- _What to work on_
Reproduce the records below line for line, leaving out the pictures.

- _Data lines_
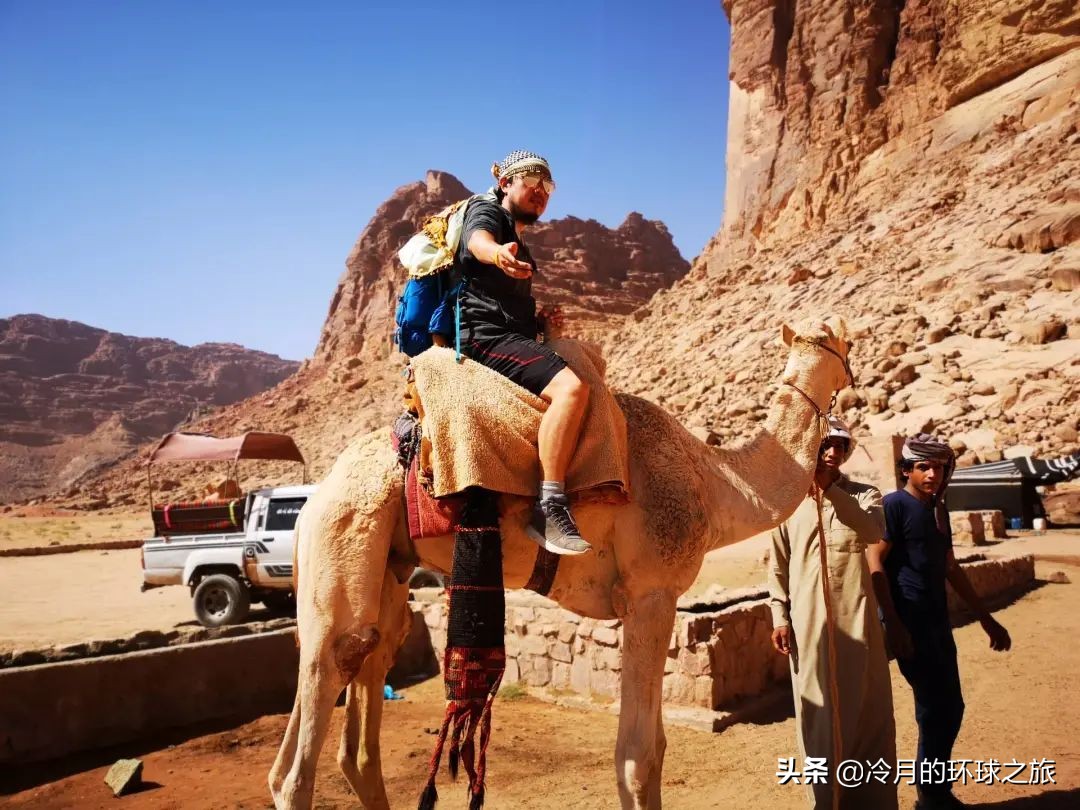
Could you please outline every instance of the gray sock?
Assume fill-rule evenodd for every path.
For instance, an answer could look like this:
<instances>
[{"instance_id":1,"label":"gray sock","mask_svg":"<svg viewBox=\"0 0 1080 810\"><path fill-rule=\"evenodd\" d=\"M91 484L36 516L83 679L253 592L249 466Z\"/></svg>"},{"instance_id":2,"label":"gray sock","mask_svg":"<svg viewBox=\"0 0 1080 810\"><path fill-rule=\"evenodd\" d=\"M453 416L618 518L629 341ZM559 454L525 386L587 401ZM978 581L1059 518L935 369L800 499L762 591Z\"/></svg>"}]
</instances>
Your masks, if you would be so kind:
<instances>
[{"instance_id":1,"label":"gray sock","mask_svg":"<svg viewBox=\"0 0 1080 810\"><path fill-rule=\"evenodd\" d=\"M544 481L540 484L540 500L548 501L554 498L565 498L562 481Z\"/></svg>"}]
</instances>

- _The completed task_
Could you please outline every instance of the gray sock?
Assume fill-rule evenodd for every path.
For instance, an answer could look like this:
<instances>
[{"instance_id":1,"label":"gray sock","mask_svg":"<svg viewBox=\"0 0 1080 810\"><path fill-rule=\"evenodd\" d=\"M91 484L36 516L83 679L253 592L249 466Z\"/></svg>"},{"instance_id":2,"label":"gray sock","mask_svg":"<svg viewBox=\"0 0 1080 810\"><path fill-rule=\"evenodd\" d=\"M453 416L618 518L629 341ZM559 454L525 386L587 401ZM978 581L1059 518L935 369L800 499L762 591Z\"/></svg>"}]
</instances>
Your masks, if you would be so kind:
<instances>
[{"instance_id":1,"label":"gray sock","mask_svg":"<svg viewBox=\"0 0 1080 810\"><path fill-rule=\"evenodd\" d=\"M544 481L540 484L540 500L548 501L554 498L565 498L562 481Z\"/></svg>"}]
</instances>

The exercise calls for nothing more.